### Document segment

What Is Eternal Life?

Beware of defining it quantitatively.

IMG_0779

If we believe that eternal life means solely living on forever without an end, then the curmudgeonly Jonathan Swift pops our balloon.

In his novel Gulliver’s Travels, Swift recounts how Gulliver visits an island kingdom named Luggnagg. There among his adventures, he meets a resident who tells him about a special category of people on the island, named Struldbrugs. The Struldbrugs are born with the rare gift of immortality.  But as Gulliver hears more about their story, we come to question whether it can rightly be called a blessing.

It is true that the Struldbrugs cannot die, but with the gift of immortality they are not given the gift of perpetual youth.  Instead each year they grow older and older … becoming ever more wrinkled, feeble, and disagreeable with each passing year. In the end their lives become so miserable that families on Luggnagg regard the birth of a Struldbrug as a curse on the family.

I think we need to recall this story whenever we are inclined … thoughtlessly … to define eternal life quantitatively … as everlasting longevity. Swift is saying to us, “If that is what you hope for, beware of what you ask.”

Eternal Life in the Gospel of John

This is not eternal life as the author of the Gospel of John proclaims it. Eternal life is an important concept for John, but it is certainly something more than longevity.

######
### Recorded data

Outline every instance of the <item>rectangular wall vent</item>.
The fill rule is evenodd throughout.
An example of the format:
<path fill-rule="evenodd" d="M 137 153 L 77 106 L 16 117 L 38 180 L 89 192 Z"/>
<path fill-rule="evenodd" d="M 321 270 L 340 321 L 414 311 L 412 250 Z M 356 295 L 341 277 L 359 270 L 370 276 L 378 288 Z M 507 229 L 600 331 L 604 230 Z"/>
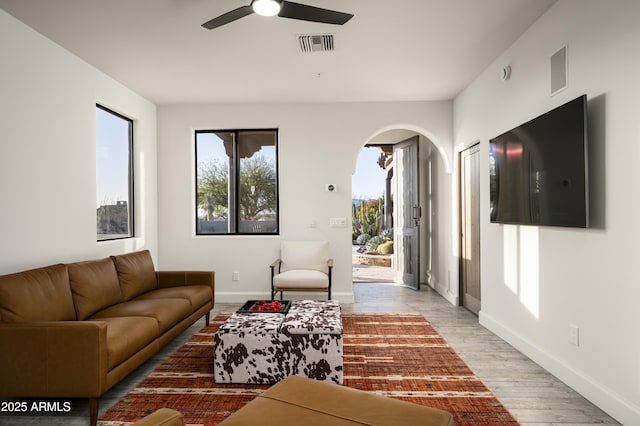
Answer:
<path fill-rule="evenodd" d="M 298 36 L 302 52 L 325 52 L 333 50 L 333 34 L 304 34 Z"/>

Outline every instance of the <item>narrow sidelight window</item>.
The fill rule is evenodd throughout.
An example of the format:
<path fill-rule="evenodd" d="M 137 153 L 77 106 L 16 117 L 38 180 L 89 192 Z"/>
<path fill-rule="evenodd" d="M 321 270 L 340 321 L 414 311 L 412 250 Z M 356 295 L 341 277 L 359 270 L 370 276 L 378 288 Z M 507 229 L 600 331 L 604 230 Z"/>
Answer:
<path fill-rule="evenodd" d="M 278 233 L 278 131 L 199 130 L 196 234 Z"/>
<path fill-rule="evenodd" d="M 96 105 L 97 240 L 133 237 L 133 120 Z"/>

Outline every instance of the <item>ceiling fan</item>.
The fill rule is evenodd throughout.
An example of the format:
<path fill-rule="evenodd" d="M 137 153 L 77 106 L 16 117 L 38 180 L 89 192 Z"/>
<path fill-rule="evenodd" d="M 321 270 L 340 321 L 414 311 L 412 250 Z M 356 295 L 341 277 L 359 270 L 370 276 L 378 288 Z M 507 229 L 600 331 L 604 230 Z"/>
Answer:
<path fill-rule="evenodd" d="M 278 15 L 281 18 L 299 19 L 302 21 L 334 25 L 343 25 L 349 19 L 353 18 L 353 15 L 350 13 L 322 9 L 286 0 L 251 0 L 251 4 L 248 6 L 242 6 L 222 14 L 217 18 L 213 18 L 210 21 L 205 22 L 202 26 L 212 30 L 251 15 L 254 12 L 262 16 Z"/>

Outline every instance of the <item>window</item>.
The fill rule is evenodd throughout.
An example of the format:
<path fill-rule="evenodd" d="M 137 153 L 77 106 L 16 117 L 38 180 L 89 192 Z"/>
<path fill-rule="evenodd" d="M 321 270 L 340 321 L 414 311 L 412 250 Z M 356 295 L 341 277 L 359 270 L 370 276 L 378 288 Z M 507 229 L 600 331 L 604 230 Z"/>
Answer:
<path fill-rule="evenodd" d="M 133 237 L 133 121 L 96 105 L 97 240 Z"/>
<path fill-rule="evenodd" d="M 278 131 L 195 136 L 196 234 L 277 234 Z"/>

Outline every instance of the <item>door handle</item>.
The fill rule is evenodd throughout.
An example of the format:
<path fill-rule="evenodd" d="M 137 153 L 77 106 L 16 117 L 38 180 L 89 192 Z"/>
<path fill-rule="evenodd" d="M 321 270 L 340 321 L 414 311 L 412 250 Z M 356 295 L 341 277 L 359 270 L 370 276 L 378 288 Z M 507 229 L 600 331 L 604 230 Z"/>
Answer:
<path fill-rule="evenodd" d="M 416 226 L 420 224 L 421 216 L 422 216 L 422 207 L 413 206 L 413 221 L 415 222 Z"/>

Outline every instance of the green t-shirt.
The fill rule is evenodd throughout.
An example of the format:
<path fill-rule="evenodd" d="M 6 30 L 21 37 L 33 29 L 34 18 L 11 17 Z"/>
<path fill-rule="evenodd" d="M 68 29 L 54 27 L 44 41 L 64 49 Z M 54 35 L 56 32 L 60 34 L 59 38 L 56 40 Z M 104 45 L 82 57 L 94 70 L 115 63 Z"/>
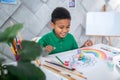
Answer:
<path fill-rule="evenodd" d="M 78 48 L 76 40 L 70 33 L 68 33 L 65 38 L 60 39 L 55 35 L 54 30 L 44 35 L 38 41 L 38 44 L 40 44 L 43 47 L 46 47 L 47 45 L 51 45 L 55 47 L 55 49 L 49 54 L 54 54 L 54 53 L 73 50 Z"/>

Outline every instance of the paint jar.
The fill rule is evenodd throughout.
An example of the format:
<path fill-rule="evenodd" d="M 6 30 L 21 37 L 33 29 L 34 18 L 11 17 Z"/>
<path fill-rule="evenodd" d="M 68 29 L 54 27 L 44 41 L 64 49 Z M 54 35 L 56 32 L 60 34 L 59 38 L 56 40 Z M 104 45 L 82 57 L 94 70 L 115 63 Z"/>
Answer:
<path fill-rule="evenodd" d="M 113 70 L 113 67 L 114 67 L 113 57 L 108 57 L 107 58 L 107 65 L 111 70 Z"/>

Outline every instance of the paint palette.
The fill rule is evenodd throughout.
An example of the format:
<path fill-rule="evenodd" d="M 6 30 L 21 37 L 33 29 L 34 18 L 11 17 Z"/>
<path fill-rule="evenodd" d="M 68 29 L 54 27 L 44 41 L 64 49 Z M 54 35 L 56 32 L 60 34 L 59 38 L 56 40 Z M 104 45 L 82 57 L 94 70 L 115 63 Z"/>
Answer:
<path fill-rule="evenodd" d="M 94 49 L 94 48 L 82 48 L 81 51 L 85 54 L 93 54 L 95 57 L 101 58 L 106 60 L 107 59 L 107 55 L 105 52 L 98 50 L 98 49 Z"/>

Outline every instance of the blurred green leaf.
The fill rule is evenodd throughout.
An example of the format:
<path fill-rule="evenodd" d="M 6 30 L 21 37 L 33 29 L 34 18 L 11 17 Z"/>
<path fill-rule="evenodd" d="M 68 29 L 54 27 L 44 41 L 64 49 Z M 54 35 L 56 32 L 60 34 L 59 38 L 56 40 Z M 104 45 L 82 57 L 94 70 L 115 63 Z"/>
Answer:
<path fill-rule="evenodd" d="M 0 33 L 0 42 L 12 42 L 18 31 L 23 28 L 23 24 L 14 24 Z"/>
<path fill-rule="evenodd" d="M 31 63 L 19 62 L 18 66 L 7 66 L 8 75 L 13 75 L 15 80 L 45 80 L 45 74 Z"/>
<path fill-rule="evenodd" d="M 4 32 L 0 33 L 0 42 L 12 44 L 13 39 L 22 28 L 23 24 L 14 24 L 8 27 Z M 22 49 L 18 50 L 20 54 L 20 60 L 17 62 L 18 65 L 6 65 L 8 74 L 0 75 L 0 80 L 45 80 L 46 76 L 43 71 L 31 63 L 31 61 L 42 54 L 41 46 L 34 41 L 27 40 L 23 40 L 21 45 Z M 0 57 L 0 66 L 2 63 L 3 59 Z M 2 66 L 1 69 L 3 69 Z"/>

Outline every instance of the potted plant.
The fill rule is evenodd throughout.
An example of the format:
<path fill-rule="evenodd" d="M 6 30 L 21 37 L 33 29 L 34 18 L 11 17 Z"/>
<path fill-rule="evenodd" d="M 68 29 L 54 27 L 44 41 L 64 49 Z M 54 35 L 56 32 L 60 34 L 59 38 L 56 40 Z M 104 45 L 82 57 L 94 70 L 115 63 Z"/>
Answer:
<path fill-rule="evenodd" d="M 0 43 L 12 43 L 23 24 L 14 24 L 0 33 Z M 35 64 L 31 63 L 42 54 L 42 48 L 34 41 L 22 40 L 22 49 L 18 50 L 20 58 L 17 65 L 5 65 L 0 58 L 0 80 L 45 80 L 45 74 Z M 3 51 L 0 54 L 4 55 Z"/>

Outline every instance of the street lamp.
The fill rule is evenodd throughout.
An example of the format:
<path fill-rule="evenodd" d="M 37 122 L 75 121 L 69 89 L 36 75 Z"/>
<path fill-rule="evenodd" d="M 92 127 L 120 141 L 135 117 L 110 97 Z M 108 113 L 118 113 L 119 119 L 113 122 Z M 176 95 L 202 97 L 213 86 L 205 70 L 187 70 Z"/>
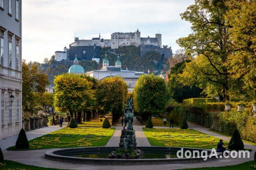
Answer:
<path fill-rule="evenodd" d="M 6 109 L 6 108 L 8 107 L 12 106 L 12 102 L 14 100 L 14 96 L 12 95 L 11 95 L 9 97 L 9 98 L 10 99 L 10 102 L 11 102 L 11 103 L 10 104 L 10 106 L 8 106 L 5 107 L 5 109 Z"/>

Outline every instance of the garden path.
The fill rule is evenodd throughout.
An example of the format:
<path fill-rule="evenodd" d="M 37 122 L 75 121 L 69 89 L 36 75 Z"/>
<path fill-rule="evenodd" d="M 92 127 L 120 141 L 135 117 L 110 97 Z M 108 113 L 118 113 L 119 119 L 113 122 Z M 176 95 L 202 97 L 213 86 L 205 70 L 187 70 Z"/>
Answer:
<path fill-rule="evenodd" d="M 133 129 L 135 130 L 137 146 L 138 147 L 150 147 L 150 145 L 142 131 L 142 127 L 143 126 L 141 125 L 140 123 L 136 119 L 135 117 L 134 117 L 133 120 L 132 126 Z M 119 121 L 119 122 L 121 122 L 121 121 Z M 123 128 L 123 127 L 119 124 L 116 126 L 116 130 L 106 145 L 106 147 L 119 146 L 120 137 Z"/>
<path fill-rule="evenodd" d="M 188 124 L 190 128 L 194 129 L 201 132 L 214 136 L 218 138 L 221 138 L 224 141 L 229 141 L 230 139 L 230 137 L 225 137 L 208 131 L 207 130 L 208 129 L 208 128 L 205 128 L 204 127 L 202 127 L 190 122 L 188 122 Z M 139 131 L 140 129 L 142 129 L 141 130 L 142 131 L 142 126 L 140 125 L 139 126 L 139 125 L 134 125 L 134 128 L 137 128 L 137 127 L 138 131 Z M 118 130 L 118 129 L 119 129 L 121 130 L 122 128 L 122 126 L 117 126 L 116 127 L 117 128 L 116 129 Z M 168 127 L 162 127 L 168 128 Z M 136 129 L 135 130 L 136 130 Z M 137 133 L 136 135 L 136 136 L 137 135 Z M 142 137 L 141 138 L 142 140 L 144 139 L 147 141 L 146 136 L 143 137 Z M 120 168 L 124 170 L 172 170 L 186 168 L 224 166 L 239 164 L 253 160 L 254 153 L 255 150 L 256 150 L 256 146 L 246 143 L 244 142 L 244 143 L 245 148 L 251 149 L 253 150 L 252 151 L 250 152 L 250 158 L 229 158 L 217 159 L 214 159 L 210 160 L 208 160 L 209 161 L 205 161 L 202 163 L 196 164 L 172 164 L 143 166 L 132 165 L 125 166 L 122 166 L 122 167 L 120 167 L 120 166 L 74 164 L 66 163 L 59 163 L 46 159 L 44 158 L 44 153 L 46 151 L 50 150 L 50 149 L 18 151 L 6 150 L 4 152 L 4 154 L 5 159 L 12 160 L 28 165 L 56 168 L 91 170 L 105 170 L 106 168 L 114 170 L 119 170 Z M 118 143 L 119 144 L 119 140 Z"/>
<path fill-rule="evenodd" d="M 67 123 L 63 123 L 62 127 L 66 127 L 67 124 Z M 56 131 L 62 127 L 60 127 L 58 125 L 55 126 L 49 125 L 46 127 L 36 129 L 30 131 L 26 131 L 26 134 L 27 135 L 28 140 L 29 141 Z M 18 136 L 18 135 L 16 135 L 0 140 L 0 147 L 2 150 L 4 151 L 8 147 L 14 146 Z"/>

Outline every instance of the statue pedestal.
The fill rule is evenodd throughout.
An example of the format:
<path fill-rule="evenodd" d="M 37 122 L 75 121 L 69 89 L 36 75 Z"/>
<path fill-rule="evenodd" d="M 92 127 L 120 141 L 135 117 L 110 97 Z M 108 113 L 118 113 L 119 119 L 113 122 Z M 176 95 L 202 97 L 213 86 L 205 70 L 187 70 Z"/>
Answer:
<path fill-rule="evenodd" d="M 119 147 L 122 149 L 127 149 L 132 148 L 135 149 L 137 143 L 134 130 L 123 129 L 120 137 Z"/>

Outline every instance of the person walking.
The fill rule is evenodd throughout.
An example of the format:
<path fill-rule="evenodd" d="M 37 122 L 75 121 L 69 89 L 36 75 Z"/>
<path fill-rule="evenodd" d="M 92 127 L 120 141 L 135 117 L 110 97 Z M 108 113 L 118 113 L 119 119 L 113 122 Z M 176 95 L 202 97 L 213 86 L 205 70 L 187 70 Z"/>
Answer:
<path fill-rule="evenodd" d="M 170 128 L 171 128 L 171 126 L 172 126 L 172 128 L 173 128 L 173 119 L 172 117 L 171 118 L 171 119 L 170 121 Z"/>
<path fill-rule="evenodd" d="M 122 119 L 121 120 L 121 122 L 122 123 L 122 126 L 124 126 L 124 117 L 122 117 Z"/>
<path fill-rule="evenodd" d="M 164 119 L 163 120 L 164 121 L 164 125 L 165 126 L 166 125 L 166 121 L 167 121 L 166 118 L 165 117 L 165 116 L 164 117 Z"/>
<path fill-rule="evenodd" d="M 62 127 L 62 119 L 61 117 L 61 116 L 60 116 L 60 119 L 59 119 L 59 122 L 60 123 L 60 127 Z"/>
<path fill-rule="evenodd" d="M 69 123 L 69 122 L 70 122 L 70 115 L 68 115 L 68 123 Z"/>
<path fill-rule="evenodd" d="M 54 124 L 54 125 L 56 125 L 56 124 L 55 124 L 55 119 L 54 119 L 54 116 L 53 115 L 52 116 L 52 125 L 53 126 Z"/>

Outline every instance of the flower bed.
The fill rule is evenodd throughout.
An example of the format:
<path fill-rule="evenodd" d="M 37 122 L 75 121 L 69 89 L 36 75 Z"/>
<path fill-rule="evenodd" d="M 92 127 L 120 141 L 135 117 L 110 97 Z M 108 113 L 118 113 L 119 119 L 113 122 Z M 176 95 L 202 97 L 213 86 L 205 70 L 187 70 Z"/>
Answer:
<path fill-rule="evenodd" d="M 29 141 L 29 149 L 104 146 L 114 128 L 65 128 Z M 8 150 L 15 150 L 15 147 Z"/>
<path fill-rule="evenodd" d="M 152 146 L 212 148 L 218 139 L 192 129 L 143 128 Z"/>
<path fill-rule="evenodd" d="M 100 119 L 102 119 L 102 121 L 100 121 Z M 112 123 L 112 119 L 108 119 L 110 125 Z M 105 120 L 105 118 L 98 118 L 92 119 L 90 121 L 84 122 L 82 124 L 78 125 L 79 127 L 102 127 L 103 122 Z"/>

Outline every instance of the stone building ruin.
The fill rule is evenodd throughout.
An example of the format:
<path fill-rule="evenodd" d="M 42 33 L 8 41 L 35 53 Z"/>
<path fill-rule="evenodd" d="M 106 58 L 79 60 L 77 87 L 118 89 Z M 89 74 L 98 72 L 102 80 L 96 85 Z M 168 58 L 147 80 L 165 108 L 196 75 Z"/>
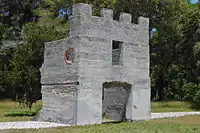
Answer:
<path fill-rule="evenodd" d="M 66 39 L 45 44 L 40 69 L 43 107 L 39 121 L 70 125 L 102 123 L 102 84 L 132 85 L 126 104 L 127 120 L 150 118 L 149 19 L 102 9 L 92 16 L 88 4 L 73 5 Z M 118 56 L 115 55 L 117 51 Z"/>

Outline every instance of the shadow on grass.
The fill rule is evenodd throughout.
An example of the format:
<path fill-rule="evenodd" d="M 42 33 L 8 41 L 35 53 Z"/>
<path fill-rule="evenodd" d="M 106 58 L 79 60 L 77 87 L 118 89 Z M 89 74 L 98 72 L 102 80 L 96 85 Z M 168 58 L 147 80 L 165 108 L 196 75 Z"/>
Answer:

######

■ **Short exercise A**
Please summarize the essay on eternal life in two sentences.
■ **Short exercise B**
Carry the essay on eternal life forward from its final sentence.

■ **Reply A**
The essay on eternal life warns against defining eternal life only as living forever, citing the Struldbrugs in Jonathan Swift's Gulliver's Travels. The Struldbrugs are born immortal but keep growing older, feebler and more disagreeable, so families on Luggnagg regard a Struldbrug's birth as a curse, while the Gospel of John treats eternal life as an important concept that is more than longevity.

■ **Reply B**
We get at John’s understanding in the prayer that Jesus prays on behalf of his disciples at the end of the Last Supper. In that prayer Jesus says:

And this is eternal life, that they may know you, the only true God, and Jesus Christ whom you have sent. [John 17:3]

That statement by Jesus has always stopped me in my tracks. Jesus says nothing about the longevity of eternal life. Rather he focuses entirely on its purpose.

There is a peculiar twist in the syntax of that verse in the original Greek. The first part of the verse sounds as if Jesus is going to give us a standard definition—This is eternal life…

 But immediately after this phrase in Greek comes the word hina. Hina is a conjunction that points to purpose. The NRSV translates it that. It would be more accurate to translate it so that, or for the purpose of.

This strange twist in the grammar suggests that Jesus (and John) knows that eternal life does involve immortality, but he does not want the accent to be on that quality. He wants to emphasize that what most constitutes eternal life is not longevity and agelessness but its purpose. And that purpose is that we may know God and Jesus Christ whom God has sent.

The Semitic Understanding of Knowing

To understand the significance of this knowing, we must read the verb know in a Semitic way, not in a Greek way. For the ancient Greeks, to know meant to perceive intellectually. They wanted to understand the world and human beings factually. Their goal was to express their perceptions in abstract, philosophical principles.

In this Greek usage, if you knew a person, you could recount facts about his or her life. You could tell something about who they are or what they do.

The Semitic understanding of knowing, however, was very different. For the Hebrew used in the Old Testament, knowing was more practical, experiential, and emotional. To know a person did not mean you could talk about a person, but that you had some kind of relationship with that person. It had a connotation of immediate experience and intimacy.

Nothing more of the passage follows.